Instruction 1: In the Hong Kong investment article, what share of Asia Pacific CEOs expect talent shortages in the region to worsen over the next three to five years?
Instruction 2: Reproduce word for word the passage of the Hong Kong investment article from "Asia Pacific CEOs" to "investment, PwC noted.".
Instruction 3: Extend the Hong Kong investment article onward from its final sentence.

[Extract Boundary: Start]

Hong Kong among top draws for investment

Asia Pacific CEOs also say that China and the US are their dominant targets for investment over the next three to five years. Resource-rich areas such as Russia, Indonesia and Australia, and Asian services capitals like Hong Kong and Japan are also named as top draws for investment, PwC noted.

Meeting the need for talented and highly skilled workers remains a top priority for CEOs in Asia Pacific. While 40% say they plan to expand their workforce by at least 5% in the next three to five years, 42% think talent shortages in the region will worsen over the same time period, PwC said.

"Making progress on the many issues that face the diverse economies of the Asia Pacific region is no easy task," said Dennis Nally, PwC International Chairman. "CEOs have set some very clear challenges for the upcoming APEC summit. If the summit is to be deemed a success, we need to see some real progress on key issues such as harmonizing regulation and encouraging labor mobility in the APEC region."

[Extract Boundary: End]
[Information provided Boundary: Start]

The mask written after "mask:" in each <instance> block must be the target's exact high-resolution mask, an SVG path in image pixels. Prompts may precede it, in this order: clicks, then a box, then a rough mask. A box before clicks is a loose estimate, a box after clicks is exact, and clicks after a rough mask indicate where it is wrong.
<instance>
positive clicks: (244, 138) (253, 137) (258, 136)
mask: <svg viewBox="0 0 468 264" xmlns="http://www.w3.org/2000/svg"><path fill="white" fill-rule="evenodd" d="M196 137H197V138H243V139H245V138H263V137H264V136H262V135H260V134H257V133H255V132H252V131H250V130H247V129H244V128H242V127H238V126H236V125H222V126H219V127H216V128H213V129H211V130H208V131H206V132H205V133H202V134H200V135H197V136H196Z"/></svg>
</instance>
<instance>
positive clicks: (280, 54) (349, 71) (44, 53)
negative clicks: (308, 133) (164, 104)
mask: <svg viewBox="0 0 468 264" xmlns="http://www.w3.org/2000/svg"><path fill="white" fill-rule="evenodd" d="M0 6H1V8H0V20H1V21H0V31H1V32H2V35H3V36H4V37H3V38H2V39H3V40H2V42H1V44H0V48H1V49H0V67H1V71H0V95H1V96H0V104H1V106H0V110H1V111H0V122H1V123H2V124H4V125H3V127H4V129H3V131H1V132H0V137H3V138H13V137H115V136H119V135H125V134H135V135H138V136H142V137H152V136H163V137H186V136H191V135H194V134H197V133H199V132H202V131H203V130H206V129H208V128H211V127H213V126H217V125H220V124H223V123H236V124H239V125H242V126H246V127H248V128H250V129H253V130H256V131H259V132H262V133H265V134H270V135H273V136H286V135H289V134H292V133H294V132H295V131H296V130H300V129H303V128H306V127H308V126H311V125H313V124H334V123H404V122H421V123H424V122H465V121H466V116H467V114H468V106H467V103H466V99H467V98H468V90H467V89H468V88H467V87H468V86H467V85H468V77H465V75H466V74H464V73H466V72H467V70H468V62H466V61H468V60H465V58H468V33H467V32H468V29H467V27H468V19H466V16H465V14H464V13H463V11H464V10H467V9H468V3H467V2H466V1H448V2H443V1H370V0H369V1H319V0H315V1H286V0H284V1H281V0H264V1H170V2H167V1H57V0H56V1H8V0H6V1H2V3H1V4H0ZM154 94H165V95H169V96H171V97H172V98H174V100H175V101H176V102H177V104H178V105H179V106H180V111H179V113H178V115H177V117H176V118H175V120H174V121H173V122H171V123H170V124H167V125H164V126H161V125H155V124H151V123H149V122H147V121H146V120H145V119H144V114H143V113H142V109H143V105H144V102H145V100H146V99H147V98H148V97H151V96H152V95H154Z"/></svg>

[Information provided Boundary: End]

Written answer 1: 42%

Written answer 2:
Asia Pacific CEOs also say that China and the US are their dominant targets for investment over the next three to five years. Resource-rich areas such as Russia, Indonesia and Australia, and Asian services capitals like Hong Kong and Japan are also named as top draws for investment, PwC noted.

Written answer 3:
CEOs: We use green tech

More than three quarters of Asia Pacific executives mentioned their organizations are using green technology to increase efficiency, and nearly 60% are adopting water conservation techniques, said PwC. To manage power usage and cost, 27% plan to generate their own power with renewable energy in the next three to five years, survey results indicated.

Using IT to meet customer expectations

In terms of IT, nearly 60% of Asia Pacific CEOs say there is a critical need to improve their use of technologies like cloud computing, digital devices and social media in order to meet customer and employee expectations, PwC said.

CEOs believe the top priorities of the APEC organization should be promoting the free flow of investments in Asia Pacific, harmonizing regulations and standards, and mapping skills in the region with an eye to helping ease restrictions on immigration, PwC revealed.